■ Brief 1:
Answer these questions about the Supertrain 2015 thread:
(a) How much more square footage does the new location have?
(b) What does BRMNA stand for?
(c) What BRMNA member number does David Meashey give?

■ Source excerpt:
■ ■ ■ ■ ■

# SUPERTRAIN 2015, APRIL 18-19th



## Doug C (Jan 14, 2008)

Yes of course it's back ! 

Trackside Ramblings;
NEW location...10k more in sq footage which means a few more exhibitors, ....Bachmann finally figured it out, ...BadgerAirBrush is back for hmmm their 5th yr, ....Zimo is back too, .....LokSound, and of course those small scale manufacturers 
http://www.supertrain.ca/Exhibitors-Category-2015.html

http://www.supertrain.ca/

Ride the train again (or bus) to ST'15; http://www.supertrain.ca/Access.html#CT

Less than 9 days before the doors open 

that doug c


----------



## Dave Meashey (Jan 2, 2008)

Thanks Doug;

It looks as though at least two or three of the layouts may be the creation of BRMNA (British Railway Modellers of North America) members. I hope they take some photos and publish them in the BRMNA Journal.

Regards,
David Meashey
BRMNA member 369


----------



## Doug C (Jan 14, 2008)

■ ■ ■ ■ ■

■ Data in this exercise:
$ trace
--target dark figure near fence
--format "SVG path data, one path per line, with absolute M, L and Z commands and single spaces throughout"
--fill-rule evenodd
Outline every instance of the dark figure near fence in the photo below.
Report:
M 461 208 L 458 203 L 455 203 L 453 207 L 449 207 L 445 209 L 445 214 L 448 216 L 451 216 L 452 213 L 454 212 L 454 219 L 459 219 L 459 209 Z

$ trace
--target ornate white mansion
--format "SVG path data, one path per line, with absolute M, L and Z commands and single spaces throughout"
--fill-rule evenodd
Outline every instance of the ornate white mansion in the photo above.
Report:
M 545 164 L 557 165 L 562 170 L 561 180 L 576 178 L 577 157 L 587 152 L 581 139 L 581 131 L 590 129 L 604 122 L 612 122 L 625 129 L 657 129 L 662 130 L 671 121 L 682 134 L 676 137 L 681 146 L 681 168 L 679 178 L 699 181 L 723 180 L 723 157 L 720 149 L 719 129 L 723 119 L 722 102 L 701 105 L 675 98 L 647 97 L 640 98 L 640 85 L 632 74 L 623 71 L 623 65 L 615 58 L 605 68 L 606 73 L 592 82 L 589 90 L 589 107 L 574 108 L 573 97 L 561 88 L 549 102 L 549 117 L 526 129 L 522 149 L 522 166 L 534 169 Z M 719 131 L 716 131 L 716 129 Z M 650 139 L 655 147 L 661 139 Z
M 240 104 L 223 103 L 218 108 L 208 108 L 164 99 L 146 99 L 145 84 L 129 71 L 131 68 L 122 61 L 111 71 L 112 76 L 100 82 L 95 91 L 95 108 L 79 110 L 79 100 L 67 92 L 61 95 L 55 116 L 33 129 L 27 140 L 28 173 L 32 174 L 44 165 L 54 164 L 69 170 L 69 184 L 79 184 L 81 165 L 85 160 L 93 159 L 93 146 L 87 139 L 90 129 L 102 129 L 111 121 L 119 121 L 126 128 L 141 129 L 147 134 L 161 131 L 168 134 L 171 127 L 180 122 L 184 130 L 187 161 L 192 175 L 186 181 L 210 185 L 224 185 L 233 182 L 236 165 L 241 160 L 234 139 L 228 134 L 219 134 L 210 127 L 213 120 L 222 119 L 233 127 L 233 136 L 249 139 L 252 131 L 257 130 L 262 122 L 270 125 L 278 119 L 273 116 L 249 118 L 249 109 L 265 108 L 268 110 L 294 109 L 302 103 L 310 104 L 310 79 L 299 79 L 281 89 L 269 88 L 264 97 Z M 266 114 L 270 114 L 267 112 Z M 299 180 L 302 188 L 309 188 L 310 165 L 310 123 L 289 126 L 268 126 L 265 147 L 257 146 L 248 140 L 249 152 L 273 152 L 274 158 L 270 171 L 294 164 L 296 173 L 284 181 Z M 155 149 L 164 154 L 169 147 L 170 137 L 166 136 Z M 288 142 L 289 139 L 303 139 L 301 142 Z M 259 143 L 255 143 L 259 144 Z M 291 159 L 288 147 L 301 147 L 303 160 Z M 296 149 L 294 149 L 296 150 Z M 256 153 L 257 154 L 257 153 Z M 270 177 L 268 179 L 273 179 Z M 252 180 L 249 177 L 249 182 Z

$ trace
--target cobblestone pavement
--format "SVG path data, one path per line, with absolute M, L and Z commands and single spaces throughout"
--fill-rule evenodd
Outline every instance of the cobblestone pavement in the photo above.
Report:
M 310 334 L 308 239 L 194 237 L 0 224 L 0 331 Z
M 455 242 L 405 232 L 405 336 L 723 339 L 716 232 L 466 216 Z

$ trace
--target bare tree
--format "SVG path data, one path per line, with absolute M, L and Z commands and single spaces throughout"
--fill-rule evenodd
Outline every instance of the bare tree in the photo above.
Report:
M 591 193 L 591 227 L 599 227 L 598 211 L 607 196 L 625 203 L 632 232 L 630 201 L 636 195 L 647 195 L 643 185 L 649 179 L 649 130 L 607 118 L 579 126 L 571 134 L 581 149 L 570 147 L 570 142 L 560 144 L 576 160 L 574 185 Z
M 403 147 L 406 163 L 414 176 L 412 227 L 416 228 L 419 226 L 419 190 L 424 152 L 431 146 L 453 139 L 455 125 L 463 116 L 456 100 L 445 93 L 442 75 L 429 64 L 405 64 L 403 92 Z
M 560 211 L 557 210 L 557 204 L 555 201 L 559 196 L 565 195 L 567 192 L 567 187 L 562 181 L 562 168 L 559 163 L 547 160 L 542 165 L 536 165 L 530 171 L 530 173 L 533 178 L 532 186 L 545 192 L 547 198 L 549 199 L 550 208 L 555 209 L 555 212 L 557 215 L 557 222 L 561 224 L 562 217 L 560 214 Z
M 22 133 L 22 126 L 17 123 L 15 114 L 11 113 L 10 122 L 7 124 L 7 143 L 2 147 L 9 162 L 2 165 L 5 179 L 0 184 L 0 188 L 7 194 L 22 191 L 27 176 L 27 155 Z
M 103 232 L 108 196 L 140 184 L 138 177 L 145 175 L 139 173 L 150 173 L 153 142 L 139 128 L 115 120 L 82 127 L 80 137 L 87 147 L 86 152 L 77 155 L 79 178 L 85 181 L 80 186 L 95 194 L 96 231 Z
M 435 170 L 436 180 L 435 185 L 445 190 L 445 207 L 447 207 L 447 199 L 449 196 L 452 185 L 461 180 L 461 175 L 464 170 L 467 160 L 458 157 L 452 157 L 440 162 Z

■ ■ ■ ■ ■

■ Brief 2: Copy the entries word for word, starting with their first line and going on through the line that contains "M 461 208 L".

■ Exercise response 1:
(a) 10k more
(b) British Railway Modellers of North America
(c) 369

■ Exercise response 2:
$ trace
--target dark figure near fence
--format "SVG path data, one path per line, with absolute M, L and Z commands and single spaces throughout"
--fill-rule evenodd
Outline every instance of the dark figure near fence in the photo below.
Report:
M 461 208 L 458 203 L 455 203 L 453 207 L 449 207 L 445 209 L 445 214 L 448 216 L 451 216 L 452 213 L 454 212 L 454 219 L 459 219 L 459 209 Z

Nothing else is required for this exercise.